***** DOCUMENTO DE ORIGEM *****
Publicado em 25 de agosto de 2011 às 14h21.

Há algo de insustentável no reino dos gastos públicos — e a presidente Dilma Rousseff sabe disso. Na primeira reunião que teve com todo o ministério, em 14 de janeiro, Dilma determinou que a equipe apresentasse propostas para cortar despesas. “Teremos de fazer agora um esforço de redução de gastos, principalmente de custeio, para que as contas públicas continuem equilibradas”, disse o ministro da Fazenda, Guido Mantega, após a reunião.

A conversa sobre ajuste fiscal — termo abominado pela presidente Dilma, que prefere falar em uso mais eficiente do dinheiro público — veio à tona no momento em que o Brasil está na iminência de iniciar novo ciclo de elevação da taxa de juro. Isso porque mais uma vez o Banco Central se vê solitário na árdua tarefa de enfrentar uma inflação que fechou 2010 em 5,9% — a maior em seis anos, bem acima do centro da meta de 4,5%.

O discurso de membros do governo que sempre defenderam os gastos públicos, de que agora haverá esforço de redução, foi interpretado como tentativa de convencer o Comitê de Política Monetária, o órgão do BC que define a taxa básica de juro, de que não precisa ser tão duro.

Já entre os analistas econômicos há consenso de que os juros precisam subir (esta edição foi fechada no dia 17 de janeiro, antes da primeira reunião do Copom sob o comando de Alexandre Tombini, a ser realizada no dia 19). Quanto à contenção de gastos do governo, por ora não passa de uma promessa.
*****
* PROBLEMA PROPOSTO A
Informe quantas das linhas abaixo contêm a palavra "dark". Responda apenas com o número.
***** DADOS FORNECIDOS *****
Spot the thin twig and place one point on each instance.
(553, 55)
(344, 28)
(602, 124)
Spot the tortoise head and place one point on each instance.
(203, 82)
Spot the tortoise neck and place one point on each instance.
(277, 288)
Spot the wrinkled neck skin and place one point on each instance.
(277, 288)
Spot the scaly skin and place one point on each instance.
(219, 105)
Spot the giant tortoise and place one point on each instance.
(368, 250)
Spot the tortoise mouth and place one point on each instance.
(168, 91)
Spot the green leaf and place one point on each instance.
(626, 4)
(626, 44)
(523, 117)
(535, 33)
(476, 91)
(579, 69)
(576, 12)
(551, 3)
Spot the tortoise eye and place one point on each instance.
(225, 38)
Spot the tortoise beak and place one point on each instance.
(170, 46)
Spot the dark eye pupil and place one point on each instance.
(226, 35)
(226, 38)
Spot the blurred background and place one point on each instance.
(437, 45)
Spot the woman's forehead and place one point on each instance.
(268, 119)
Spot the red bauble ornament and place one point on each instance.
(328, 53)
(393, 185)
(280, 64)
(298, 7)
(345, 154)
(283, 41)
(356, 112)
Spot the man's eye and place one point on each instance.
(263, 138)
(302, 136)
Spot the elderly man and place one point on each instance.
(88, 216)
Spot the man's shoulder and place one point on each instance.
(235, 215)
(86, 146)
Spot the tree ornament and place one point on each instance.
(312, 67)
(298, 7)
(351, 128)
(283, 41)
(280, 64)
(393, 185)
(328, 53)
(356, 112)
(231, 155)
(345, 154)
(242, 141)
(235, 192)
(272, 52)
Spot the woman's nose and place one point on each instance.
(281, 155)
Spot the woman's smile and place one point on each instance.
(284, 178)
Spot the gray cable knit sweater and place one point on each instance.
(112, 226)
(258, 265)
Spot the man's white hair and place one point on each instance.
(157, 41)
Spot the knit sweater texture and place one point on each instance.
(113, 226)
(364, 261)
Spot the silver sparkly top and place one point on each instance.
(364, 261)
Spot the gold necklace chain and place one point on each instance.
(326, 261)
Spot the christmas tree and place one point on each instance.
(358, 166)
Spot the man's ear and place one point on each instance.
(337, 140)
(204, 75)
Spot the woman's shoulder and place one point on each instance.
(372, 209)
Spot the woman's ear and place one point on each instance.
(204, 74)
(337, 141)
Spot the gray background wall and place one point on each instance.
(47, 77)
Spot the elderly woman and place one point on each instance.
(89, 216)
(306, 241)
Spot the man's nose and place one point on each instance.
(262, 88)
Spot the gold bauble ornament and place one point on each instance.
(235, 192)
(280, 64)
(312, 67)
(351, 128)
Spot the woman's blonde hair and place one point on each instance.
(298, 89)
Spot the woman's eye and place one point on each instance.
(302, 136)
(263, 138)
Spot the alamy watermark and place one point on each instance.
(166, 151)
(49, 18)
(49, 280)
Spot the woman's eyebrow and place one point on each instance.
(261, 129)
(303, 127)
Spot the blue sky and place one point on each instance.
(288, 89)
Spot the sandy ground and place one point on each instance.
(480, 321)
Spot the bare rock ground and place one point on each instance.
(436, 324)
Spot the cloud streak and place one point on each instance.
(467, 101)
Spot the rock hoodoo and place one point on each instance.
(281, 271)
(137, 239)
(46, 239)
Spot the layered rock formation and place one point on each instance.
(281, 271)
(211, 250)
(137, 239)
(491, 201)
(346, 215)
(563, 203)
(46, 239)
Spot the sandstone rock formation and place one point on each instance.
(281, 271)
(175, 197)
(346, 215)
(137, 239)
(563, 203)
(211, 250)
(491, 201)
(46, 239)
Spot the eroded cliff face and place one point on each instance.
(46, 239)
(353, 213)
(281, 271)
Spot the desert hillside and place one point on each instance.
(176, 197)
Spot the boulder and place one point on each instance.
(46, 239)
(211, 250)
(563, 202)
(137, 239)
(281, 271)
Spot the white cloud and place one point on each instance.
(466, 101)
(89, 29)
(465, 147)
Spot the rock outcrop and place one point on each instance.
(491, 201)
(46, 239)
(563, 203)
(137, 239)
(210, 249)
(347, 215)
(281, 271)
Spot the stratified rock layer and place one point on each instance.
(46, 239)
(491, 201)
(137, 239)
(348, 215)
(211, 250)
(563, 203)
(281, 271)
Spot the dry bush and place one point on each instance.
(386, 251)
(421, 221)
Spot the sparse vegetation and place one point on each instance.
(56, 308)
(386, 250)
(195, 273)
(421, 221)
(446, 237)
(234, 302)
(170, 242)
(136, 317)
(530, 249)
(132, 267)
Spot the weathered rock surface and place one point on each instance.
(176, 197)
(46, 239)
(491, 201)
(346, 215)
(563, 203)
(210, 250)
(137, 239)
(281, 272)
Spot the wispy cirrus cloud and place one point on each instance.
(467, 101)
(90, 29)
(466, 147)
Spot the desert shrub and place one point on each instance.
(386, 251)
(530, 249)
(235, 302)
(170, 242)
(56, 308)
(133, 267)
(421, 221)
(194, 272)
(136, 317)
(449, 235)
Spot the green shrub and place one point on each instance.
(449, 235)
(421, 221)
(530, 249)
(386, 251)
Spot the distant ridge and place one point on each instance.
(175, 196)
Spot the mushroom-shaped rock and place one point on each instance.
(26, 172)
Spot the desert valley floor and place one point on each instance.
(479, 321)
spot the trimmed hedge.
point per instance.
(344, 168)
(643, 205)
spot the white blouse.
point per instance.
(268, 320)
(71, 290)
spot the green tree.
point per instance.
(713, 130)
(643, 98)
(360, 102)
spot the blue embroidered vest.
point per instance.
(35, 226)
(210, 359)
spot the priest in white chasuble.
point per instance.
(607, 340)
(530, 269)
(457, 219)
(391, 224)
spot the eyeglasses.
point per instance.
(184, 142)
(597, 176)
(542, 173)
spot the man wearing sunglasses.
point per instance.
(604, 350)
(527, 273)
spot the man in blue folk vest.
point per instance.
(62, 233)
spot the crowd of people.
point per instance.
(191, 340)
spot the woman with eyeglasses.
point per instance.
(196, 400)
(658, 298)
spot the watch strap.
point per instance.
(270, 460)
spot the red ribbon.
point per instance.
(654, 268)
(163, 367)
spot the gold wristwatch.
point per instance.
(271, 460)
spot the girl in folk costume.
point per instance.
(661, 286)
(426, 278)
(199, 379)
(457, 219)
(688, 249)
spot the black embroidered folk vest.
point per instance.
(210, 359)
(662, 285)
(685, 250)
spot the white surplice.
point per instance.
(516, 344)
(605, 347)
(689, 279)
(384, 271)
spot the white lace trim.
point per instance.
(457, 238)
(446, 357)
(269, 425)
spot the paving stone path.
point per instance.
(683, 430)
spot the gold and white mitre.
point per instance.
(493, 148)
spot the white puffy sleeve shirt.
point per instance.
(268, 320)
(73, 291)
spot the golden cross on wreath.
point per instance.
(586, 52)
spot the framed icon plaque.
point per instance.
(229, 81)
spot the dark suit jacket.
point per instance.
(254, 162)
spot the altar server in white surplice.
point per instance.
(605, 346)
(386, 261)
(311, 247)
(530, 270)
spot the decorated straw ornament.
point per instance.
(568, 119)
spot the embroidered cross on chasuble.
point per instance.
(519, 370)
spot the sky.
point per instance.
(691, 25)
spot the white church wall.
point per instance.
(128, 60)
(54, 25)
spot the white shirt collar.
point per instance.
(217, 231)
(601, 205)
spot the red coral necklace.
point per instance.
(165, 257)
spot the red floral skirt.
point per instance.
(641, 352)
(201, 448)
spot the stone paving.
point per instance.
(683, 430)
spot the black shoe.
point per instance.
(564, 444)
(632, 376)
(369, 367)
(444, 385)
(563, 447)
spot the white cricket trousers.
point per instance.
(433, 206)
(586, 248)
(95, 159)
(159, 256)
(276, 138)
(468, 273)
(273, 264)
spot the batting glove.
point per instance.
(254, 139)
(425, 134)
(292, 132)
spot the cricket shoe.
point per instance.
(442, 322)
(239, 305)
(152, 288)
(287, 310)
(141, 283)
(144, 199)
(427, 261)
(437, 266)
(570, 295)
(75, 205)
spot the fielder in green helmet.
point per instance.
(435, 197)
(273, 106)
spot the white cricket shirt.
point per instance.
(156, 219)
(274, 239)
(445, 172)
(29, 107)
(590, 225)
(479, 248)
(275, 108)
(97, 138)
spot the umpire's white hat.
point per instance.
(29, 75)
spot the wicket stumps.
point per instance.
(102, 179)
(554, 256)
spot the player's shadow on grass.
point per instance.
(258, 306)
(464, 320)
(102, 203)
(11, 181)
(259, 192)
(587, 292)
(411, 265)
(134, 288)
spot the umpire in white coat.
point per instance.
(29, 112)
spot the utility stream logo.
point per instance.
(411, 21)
*****
* PROBLEMA PROPOSTO B
Resuma em duas frases o texto sobre gastos públicos apresentado acima.

* RESPOSTA ESPERADA A
2

* RESPOSTA ESPERADA B
Na primeira reunião com todo o ministério, em 14 de janeiro, a presidente Dilma Rousseff determinou que a equipe apresentasse propostas para cortar despesas, no momento em que o Brasil está na iminência de iniciar novo ciclo de elevação da taxa de juro porque o Banco Central enfrenta sozinho uma inflação que fechou 2010 em 5,9%. Entre os analistas econômicos há consenso de que os juros precisam subir, e a contenção de gastos do governo, por ora, não passa de uma promessa.